┌─ Entries shown

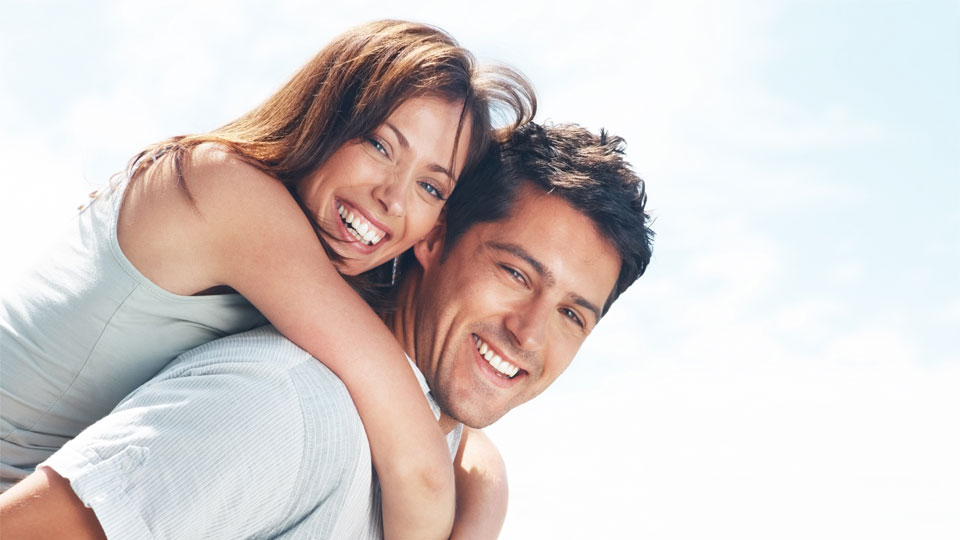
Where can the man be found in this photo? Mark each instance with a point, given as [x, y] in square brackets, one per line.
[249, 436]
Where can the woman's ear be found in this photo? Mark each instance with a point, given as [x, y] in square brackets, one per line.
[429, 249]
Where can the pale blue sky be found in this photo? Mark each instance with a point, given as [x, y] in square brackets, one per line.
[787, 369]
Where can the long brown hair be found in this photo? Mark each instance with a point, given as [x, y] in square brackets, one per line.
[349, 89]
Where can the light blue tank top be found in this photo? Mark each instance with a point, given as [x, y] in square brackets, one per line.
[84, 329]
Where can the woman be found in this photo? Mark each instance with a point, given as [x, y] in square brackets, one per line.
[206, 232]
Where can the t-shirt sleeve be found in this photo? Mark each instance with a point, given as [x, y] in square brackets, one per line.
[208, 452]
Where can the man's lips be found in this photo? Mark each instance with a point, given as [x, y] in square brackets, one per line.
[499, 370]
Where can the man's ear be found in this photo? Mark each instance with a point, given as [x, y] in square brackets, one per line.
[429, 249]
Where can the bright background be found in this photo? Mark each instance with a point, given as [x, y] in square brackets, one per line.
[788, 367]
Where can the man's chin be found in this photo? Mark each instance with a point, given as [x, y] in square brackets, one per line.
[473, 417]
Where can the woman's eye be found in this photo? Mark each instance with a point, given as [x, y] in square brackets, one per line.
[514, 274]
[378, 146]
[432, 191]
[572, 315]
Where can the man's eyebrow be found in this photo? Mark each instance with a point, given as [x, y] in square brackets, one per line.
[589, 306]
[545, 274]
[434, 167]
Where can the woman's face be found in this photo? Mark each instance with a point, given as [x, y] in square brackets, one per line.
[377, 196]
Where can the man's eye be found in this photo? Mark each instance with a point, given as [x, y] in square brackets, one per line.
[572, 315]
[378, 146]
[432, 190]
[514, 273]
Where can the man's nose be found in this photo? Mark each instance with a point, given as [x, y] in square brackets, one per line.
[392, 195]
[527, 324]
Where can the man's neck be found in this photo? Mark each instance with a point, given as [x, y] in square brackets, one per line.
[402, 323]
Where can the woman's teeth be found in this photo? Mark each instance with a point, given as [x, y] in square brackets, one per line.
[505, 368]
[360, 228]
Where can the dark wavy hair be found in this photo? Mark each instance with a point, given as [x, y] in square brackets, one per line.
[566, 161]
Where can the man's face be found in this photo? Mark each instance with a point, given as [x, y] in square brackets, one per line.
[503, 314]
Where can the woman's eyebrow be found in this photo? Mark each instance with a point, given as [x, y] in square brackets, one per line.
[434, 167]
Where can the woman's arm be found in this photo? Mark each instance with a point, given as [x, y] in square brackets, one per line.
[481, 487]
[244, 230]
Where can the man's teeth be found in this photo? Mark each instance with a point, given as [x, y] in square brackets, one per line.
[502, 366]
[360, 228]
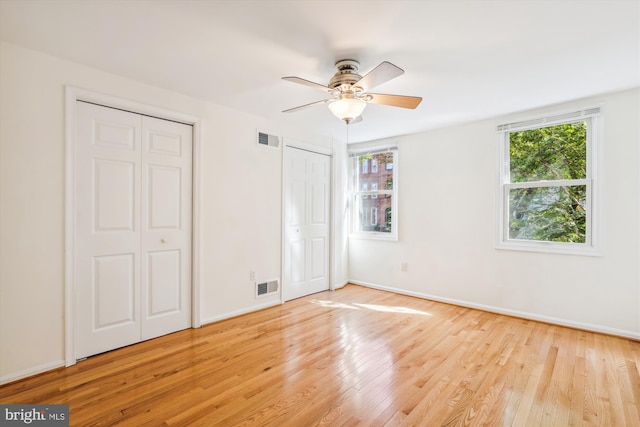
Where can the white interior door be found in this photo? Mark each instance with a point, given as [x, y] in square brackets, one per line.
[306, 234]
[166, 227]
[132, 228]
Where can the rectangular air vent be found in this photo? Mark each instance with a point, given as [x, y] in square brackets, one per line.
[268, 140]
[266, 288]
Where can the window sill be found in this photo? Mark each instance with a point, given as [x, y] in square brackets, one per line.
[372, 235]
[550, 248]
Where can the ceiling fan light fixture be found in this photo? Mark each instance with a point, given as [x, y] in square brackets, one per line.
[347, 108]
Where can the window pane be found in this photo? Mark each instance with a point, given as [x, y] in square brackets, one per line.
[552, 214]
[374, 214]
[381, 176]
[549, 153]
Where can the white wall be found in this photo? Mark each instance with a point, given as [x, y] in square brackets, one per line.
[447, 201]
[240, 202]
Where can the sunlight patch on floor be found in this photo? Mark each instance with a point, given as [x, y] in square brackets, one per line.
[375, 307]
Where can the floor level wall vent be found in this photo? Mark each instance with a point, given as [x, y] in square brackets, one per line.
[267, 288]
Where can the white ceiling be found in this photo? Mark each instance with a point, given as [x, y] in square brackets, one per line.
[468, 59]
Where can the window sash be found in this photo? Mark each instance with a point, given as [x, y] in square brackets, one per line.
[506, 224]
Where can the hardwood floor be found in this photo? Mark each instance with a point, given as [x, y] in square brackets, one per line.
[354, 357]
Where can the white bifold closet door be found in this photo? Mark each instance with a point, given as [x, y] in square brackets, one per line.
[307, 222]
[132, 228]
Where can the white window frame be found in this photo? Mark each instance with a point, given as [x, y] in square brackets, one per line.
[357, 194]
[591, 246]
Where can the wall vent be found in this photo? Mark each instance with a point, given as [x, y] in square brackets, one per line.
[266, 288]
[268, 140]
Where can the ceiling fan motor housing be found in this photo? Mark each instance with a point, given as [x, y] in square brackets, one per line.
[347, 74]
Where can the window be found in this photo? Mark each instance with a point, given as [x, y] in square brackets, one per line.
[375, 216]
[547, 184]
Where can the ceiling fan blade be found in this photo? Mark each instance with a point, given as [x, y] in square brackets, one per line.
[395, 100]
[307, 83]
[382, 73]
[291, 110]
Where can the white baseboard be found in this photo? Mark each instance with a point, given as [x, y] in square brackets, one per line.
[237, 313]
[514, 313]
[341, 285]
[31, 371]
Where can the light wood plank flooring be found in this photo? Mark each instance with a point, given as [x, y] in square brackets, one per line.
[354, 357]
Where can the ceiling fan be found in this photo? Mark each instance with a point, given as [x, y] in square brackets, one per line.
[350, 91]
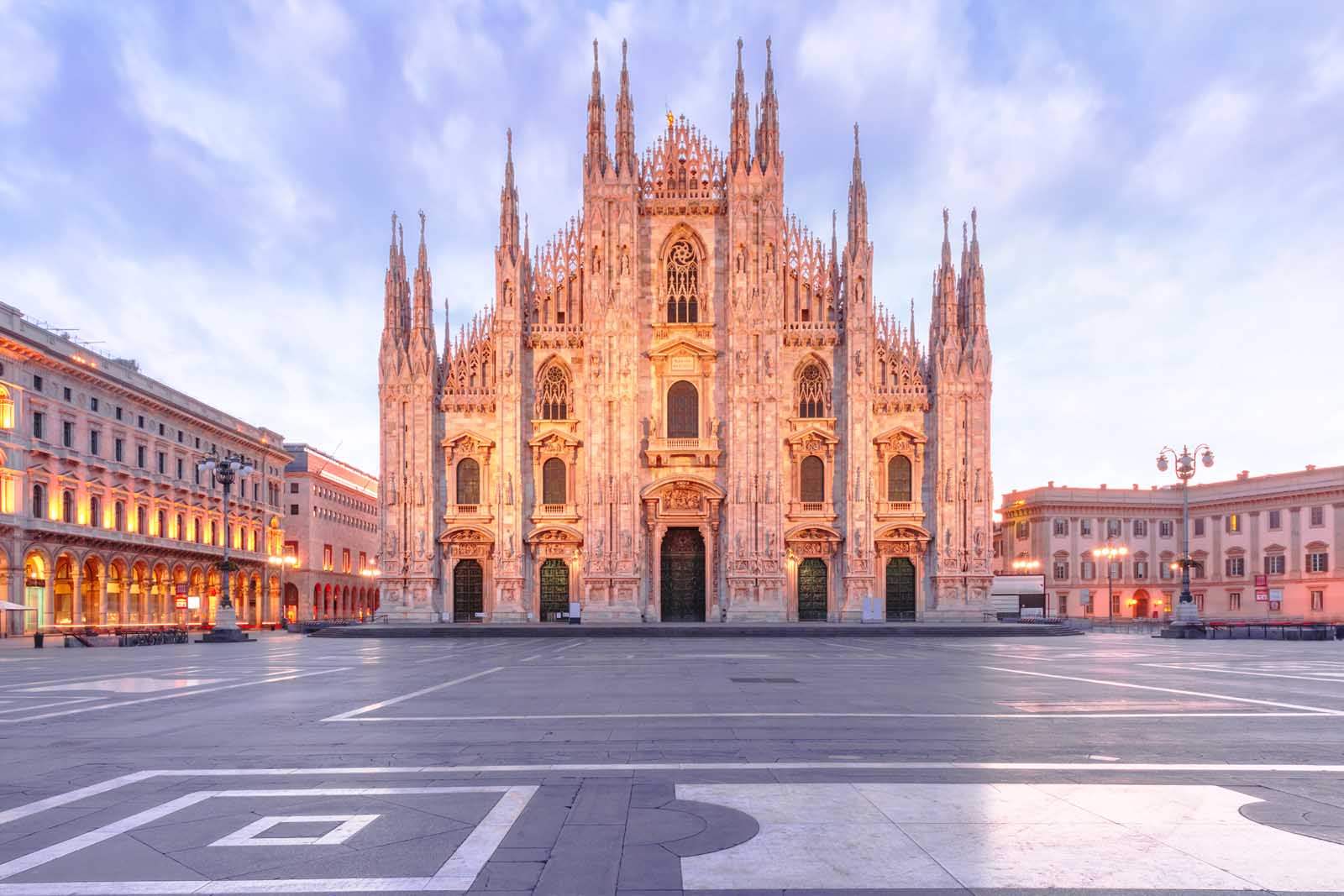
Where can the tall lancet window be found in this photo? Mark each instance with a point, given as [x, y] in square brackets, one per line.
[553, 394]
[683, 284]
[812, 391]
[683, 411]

└─

The exercise
Make an exact copy of every record, pictures excluded.

Final result
Where can the man be found in this photo? Mark each instance with a point, given as [x, y] in square brackets, one per line.
[249, 436]
Where can the woman's ear be found in this photo? Mark each instance with a point, given as [x, y] in square brackets, one per line.
[429, 249]
Where can the pale blue sky be found in this photo? Mark each instance with a point, given as [x, y] in square brackets, one per line.
[787, 369]
Where can the long brown hair be found in this photo? Mark each instance with a point, given as [x, y] in square brackets, one per line.
[349, 89]
Where can the light blue tank top be found in this photo? Mark each instance with a point, given as [x, y] in square brackets, one per line.
[84, 329]
Where can the woman be found in this photo? Mark each instance with a point, given as [x, y] in square brackets, one per line.
[206, 232]
Where can the t-shirt sleeve be found in this photo? Mark each instance with a point, given as [x, y] in square brackets, one per line.
[208, 452]
Where can the man's lips be found in this photo? Mark each instance with a point, given as [x, y] in square brackets, one per line.
[499, 370]
Where can the man's ear be found in this photo? Mark each instance with a point, given as [x, y] in square brackets, one per line.
[429, 249]
Where can the bright background be found in this photo? Mark each instance with a point, given as [x, y] in square brackets, one per line.
[788, 367]
Where can the man's chin be found in this photo? Mark each instance with a point, given as [x, y] in square brackets, one per line.
[473, 417]
Where can the woman's eye be found in this photo? Mark each instance with a point, given as [x, y] in square brackets, one per line.
[514, 274]
[378, 146]
[432, 191]
[572, 315]
Where can the man's eyebrow be found in this photo? Mark each instance with a point, given as [x, y] in square brackets, one per line.
[589, 306]
[545, 274]
[434, 167]
Where can the woman's face be found in this photo? Mark each instance with a point, given as [x, y] in square brackets, one per line.
[377, 196]
Where can the man's eye be found in this photo? Mark each instance with a point, given as [x, y] in square brackets, one per line.
[572, 315]
[378, 146]
[432, 190]
[514, 273]
Where can the man's nose be found in this photo? Mark each instance with a point, given as [x, y] in square brackets, one per line.
[392, 195]
[527, 324]
Where can the man's neck be found in this photo? Mark each instance with a point, given as [x, y] in square brackets, one per line.
[402, 323]
Where can the woman's teeth be found in this photo? Mark each instance with a point, given as [x, y] in square brackets, one per line.
[505, 368]
[360, 228]
Where can the dark wavy hair be found in this photo? Mark each instance with a point, given as [x, y] in square brackets, one per line.
[566, 161]
Where can the man's face be found in this photo? Mark each instance with a point, given as [x, y] in square brackets, one per line.
[503, 314]
Where can the woman's eyebrow be found in this photo? Mark each instance with a point, given as [x, y] in square brackets, one per line.
[434, 167]
Where can the woman's arm be found in this photo? Mark each instance with a point, given as [x, y] in square brackets, one per line.
[481, 487]
[244, 230]
Where can the man's teeth be found in this photo? Mark each instance with a point, given as [x, y] in square brackets, one per line.
[502, 366]
[360, 228]
Where can the white interior door be found in this photo? Mark each instance with a point, given as [x, y] in square brackets, one per line.
[306, 234]
[166, 227]
[132, 228]
Where can the rectangular air vent be found in this photo? Mark each instance with a point, given as [x, y] in square brackets, one per line.
[268, 140]
[266, 288]
Where can the window sill be found in this photo? Mark each instance with a point, given as [x, y] in square brackets, one per line.
[372, 235]
[550, 248]
Where can the ceiling fan light fixture be found in this photo? Mark each instance with a point, given as [x, y] in square brackets, one per line.
[347, 108]
Where can the window pane be found in this photo? Mark each instance with a point, given as [x, y] in square brackets, one per line.
[552, 214]
[374, 214]
[381, 176]
[549, 153]
Where can the white wall be found in this photo? Mark each instance with a point, given as [x, y] in square brackets, one per line.
[447, 201]
[240, 202]
Where can the sunlight patch on floor be found in this photo? Mark each instance with a point, given as [x, y] in square brackets, one per line.
[375, 307]
Where can the floor level wall vent be found in this photo? Mark each instance with a point, given as [x, y] in square brackets, one per line.
[267, 288]
Where can the white ceiling be found in this photo? Mark each instance with a point, given as [x, y] in square brackets, one per line.
[468, 59]
Where can the window sash be found in this photo? Mark each instance with a point, given as [x, y] in square brackets, one per line.
[506, 224]
Where can the hardwood floor be found in this photo? Mark each instance with a point, given as [x, y] in square brackets, one per line.
[354, 357]
Where can the white bifold closet door be found in this photo? Mark each instance with a point, given as [x, y] in square brackets, one per line.
[307, 222]
[132, 228]
Where can the white window frame be found in this photo? Mark each instance with a point, given as [x, y] in square brackets, one per line.
[357, 194]
[591, 246]
Where can the wall vent be found in this photo? Mark each instance with a point, given as [x, y] in square brackets, one per line.
[266, 288]
[268, 140]
Where can the ceiling fan motor housing be found in this photo? Mark each instance with a point, given as [x, y] in square brackets, one per line.
[347, 74]
Where can the window be found in this photo? Mark each instance with a point, given as [x, y] in square brackets, one per line.
[375, 216]
[547, 184]
Where can the ceiling fan blade be found in this photo? Mark each instance with a point, given as [x, y] in square brackets, one per line.
[395, 100]
[307, 83]
[382, 73]
[291, 110]
Where can the white baseboard be found in this photo? Mark each instance with a point, given as [x, y] in square brackets, one per line.
[237, 313]
[514, 313]
[341, 285]
[31, 371]
Where can the light wood plank flooring be found in this photo? Mark each instance with a point, given as [x, y] in square brackets, one per line.
[354, 357]
Where can the ceiling fan be found in this photo? Mark each instance with a point, given as [x, y] in square brackets, one per line.
[350, 91]
Where can the tall lancet window be found in this photo? Mark each instance with a point, given as [x, y] in square brackets, one per line.
[553, 394]
[683, 284]
[812, 391]
[683, 411]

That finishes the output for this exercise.